--- Task brief ---
Please write out every one of the entries below word for word, leaving out the pictures.
╭─ Data for processing
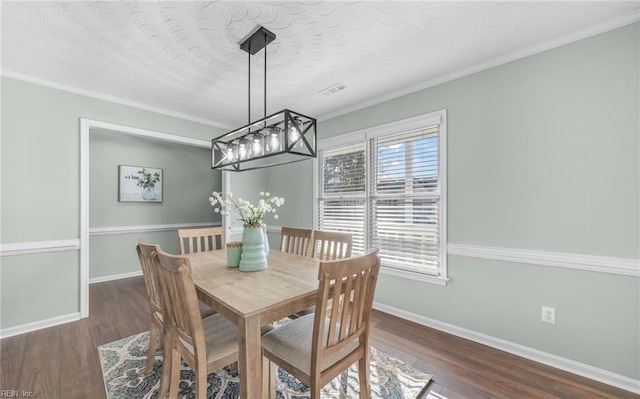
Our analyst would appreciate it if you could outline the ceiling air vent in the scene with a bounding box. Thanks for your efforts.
[319,83,347,96]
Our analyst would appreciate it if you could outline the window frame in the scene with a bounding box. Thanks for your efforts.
[313,109,449,286]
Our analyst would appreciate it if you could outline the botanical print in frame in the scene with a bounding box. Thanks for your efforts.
[118,165,163,202]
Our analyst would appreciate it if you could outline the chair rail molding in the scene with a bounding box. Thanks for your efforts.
[447,243,640,277]
[89,223,220,236]
[0,238,80,256]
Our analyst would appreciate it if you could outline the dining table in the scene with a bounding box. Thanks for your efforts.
[187,249,320,399]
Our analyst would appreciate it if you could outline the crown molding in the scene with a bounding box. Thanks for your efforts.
[317,10,640,122]
[0,68,231,129]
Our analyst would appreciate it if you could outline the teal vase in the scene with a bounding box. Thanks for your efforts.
[262,225,269,258]
[240,224,267,272]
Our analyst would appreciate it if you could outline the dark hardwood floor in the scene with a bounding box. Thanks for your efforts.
[0,277,640,399]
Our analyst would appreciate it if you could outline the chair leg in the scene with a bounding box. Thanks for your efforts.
[158,331,173,399]
[144,325,160,374]
[165,348,181,399]
[196,364,207,399]
[358,356,371,399]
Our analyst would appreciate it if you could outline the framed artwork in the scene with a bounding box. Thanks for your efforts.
[118,165,164,202]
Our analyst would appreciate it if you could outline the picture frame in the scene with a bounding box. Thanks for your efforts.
[118,165,164,203]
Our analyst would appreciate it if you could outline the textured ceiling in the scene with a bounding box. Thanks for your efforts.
[2,1,640,126]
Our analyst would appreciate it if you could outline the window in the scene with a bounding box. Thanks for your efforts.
[315,111,447,284]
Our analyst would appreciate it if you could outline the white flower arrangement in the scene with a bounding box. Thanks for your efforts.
[209,191,284,225]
╰─
--- Output of the task ---
Our analyst would appreciate it if you could outline the ceiling air vent in the scene with a bounding box. Thanks for your efforts.
[319,83,347,96]
Our analyst would appreciate it if you could outline the window frame in the scene with a bounding box. Thanks for your efforts.
[313,109,449,286]
Our analyst would appreciate it if you could outline the botanical print in frame in the scene with a bounding box. Thanks for your efforts.
[118,165,163,202]
Our analyst would appreciate it if you could outline the chair rail molding in the scene with a bounding box. Thanks for your efforts.
[447,243,640,277]
[89,223,220,236]
[0,238,80,256]
Our analyst would appreciate it if you could outline the dining table in the scene with a bounding box. Thanks for your efforts.
[187,249,320,399]
Our analyst would appreciate it if you could outline the crown molding in the scene with a bounding box. Thanks for your efforts.
[317,10,640,122]
[0,68,231,129]
Our analyst would appreciate it if you could outline the teal vase in the scene with a bounding box. Thanks for your efforts.
[262,225,269,258]
[240,224,267,272]
Our analyst would appreciate it if you could outline the dark hardwood floor in the scene with a bounding box. Thanks for your efforts.
[0,277,640,399]
Our analyst would appreciate it if you could outline the chair leg in the scene with a bounding box. Thanks for your efforts.
[158,331,173,399]
[144,325,160,374]
[165,348,181,399]
[196,364,207,399]
[358,356,371,399]
Our analyst would appreciate it if you could outline the framed artwork in the scene with a bounding box. Thanks for your efforts.
[118,165,164,202]
Our analyst would appreciate it if you could outline the picture frame in the scene with a bounding box. Thanks for your efforts.
[118,165,164,203]
Our analyst would appreciate it if you could outline the textured ceiling in the scene with a bounding box. Thanks for your efforts.
[2,1,640,126]
Our analyst would appreciate it if you could outline the window in the scene with a bounding box. Thanks for your efforts.
[315,111,447,284]
Our analyst would appreciate it if you could outline the white flower arrangement in the scene with a bounding box. Thanks for your efforts.
[209,191,284,225]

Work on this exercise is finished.